That weighs her down. She has been forgiven by her friends and her “battle brother” has children who adore her like she was their blood aunt. But because she has not forgiven herself, she is still securely chained to her past, as we saw when Wanda hypnotized her in the bone yard in Africa.

Readers, we unfortunately cannot discuss Natasha Romanoff’s role in Age of Ultron without mentioning that there was a lot of rage about her portrayal in the film going around after the movie premiered. Though this is not something I empathize with at all, I have strong beliefs about the “rage” that sent certain people into a flurry of Internet activity. Also, this post is discussing Natasha’s role in the film, as well as her character, both of which were savaged in the hours following Ultron’s theater release. So the “rage” that ran rampant on the Internet has to be addressed.

Apparently, there were several groups who had gripes about Widow’s part in the film. One offended group said that having Ultron lock her up in a cell was demeaning.

Excuse me?! He rips her off the Cradle, flies her back to his base, during which time she is completely stunned by the impact of his attack. When she comes to in the HYDRA base Ultron commandeered in Sokovia, she finds herself facing an eight foot tall robot who could snap her like a twig – especially with his new, vibranium-plated body!

No amount of kung fu in anything less than the Iron Man armor would have protected her from him if he had decided to stop playing games and kill her. When faced with a metal monstrosity one cannot physically beat, the only sensible way to stay alive is to get as far away from it as one can. Natasha very wisely backs away from Ultron and into a room, which turns out to be a prison cell, where he locks her up (as he intended). She cannot bust the lock with the little equipment she has on hand, and he physically outmatches her. The only possible way she can survive long enough to help stop Ultron is to sit tight and signal her team – or rather, Bruce Banner – to come and get her out.  (Not to mention tell the Avengers where Ultron is.)

I see no problem with this scene, in so far as Natasha wisely keeps herself alive to fight later on. Any other captured member of the Avengers would have done something similar, as the cell was the nearest accessible point of refuge. And Natasha’s rescue, as far as I am concerned, was perfectly normal. It was also a great way to show that Beauty does not always need to rescue the Beast (sorry, Bruce).

Another crowd was apparently angry about the scene at Hawkeye’s farm, where we learn that Natasha was sterilized by the Red Room operators and, as a result, is unable to have children.
★ ★ ★ ★ ★
**REQUEST:**
Answer these questions from the Natasha Romanoff excerpt:
(a) Where did Wanda hypnotize Natasha?
(b) Which teammate does Natasha signal to get her out of the cell?
(c) What does the scene at Hawkeye's farm reveal about Natasha?

**GIVEN MATERIAL:**
★ ★ ★ ★ ★
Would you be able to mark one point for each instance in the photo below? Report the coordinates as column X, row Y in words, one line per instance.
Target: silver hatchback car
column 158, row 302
★ ★ ★ ★ ★
**SOLUTION TO THIS TASK:**
(a) In the bone yard in Africa.
(b) Bruce Banner.
(c) The Red Room operators sterilized her, so she cannot have children.